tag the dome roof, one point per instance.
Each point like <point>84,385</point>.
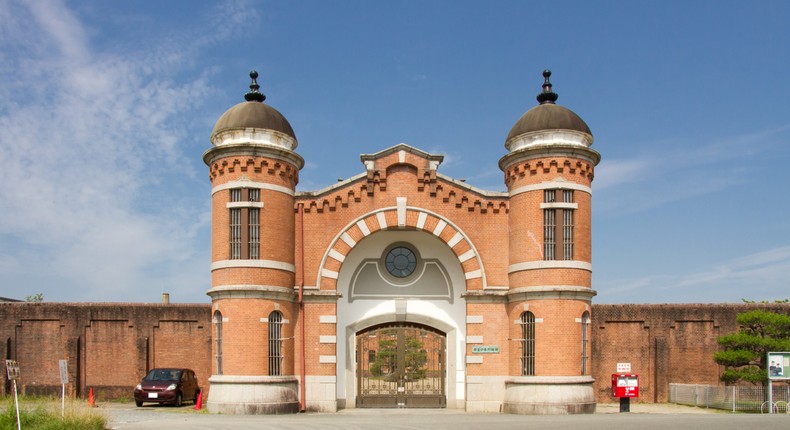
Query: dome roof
<point>547,115</point>
<point>253,113</point>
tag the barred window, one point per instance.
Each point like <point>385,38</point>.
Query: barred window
<point>245,224</point>
<point>585,343</point>
<point>558,225</point>
<point>527,344</point>
<point>275,343</point>
<point>218,341</point>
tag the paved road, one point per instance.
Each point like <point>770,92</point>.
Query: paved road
<point>123,417</point>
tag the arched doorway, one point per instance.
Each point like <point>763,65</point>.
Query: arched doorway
<point>401,365</point>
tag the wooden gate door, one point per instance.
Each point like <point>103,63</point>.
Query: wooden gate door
<point>401,366</point>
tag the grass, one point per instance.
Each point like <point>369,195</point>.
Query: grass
<point>41,415</point>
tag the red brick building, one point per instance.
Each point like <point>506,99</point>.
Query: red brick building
<point>483,297</point>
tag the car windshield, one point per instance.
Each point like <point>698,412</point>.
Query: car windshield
<point>163,375</point>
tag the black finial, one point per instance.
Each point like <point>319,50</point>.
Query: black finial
<point>547,96</point>
<point>254,94</point>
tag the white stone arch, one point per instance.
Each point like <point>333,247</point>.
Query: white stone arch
<point>448,316</point>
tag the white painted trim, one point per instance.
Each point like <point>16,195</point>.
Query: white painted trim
<point>327,319</point>
<point>363,227</point>
<point>382,220</point>
<point>437,231</point>
<point>466,255</point>
<point>553,185</point>
<point>327,339</point>
<point>346,238</point>
<point>559,205</point>
<point>401,208</point>
<point>331,274</point>
<point>550,264</point>
<point>474,274</point>
<point>421,218</point>
<point>455,239</point>
<point>255,264</point>
<point>233,205</point>
<point>252,184</point>
<point>336,255</point>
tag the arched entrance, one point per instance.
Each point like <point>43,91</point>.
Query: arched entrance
<point>401,365</point>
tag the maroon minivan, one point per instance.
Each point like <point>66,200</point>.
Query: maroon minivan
<point>173,386</point>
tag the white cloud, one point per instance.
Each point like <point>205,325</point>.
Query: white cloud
<point>93,159</point>
<point>762,272</point>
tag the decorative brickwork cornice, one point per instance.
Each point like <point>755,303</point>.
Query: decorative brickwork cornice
<point>549,165</point>
<point>436,187</point>
<point>255,164</point>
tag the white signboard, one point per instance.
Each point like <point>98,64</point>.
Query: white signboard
<point>12,369</point>
<point>64,371</point>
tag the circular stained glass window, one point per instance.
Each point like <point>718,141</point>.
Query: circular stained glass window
<point>401,262</point>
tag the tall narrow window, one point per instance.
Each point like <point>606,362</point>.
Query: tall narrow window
<point>527,344</point>
<point>558,225</point>
<point>245,223</point>
<point>218,341</point>
<point>254,224</point>
<point>585,343</point>
<point>275,343</point>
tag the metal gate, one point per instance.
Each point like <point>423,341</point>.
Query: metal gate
<point>401,366</point>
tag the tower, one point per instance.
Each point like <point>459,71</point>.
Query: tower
<point>253,171</point>
<point>548,172</point>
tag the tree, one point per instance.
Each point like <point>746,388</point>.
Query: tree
<point>744,353</point>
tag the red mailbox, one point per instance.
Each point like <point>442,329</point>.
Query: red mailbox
<point>625,385</point>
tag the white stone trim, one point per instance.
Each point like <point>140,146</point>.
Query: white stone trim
<point>331,274</point>
<point>552,185</point>
<point>363,227</point>
<point>401,209</point>
<point>252,184</point>
<point>234,205</point>
<point>421,218</point>
<point>347,238</point>
<point>550,264</point>
<point>559,205</point>
<point>382,220</point>
<point>466,255</point>
<point>336,255</point>
<point>474,274</point>
<point>455,239</point>
<point>256,264</point>
<point>437,231</point>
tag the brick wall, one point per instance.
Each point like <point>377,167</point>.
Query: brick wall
<point>111,345</point>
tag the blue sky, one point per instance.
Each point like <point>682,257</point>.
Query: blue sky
<point>107,108</point>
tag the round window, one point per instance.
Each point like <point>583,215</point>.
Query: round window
<point>401,262</point>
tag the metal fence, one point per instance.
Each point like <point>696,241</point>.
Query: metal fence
<point>731,398</point>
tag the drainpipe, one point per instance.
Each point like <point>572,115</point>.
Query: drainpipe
<point>302,390</point>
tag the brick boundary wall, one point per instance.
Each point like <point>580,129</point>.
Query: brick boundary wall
<point>110,346</point>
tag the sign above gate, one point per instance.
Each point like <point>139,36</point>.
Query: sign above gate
<point>485,349</point>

◆ WHAT YOU NEED TO DO
Write out only the lines that run from the line containing "tag the metal gate, one point per instance." through the line containing "Each point like <point>140,146</point>.", both included, exactly as they appear above.

◆ SOLUTION BELOW
tag the metal gate, one point per instance.
Each point like <point>423,341</point>.
Query: metal gate
<point>401,366</point>
tag the tower, one point per instance.
Each point like <point>459,71</point>.
Query: tower
<point>253,171</point>
<point>548,172</point>
tag the tree, one point per instance.
Each point like <point>746,388</point>.
Query: tree
<point>744,353</point>
tag the red mailbox, one point per instance.
Each point like <point>442,329</point>.
Query: red mailbox
<point>625,385</point>
tag the white stone trim, one point per instance.
Each point like <point>140,146</point>.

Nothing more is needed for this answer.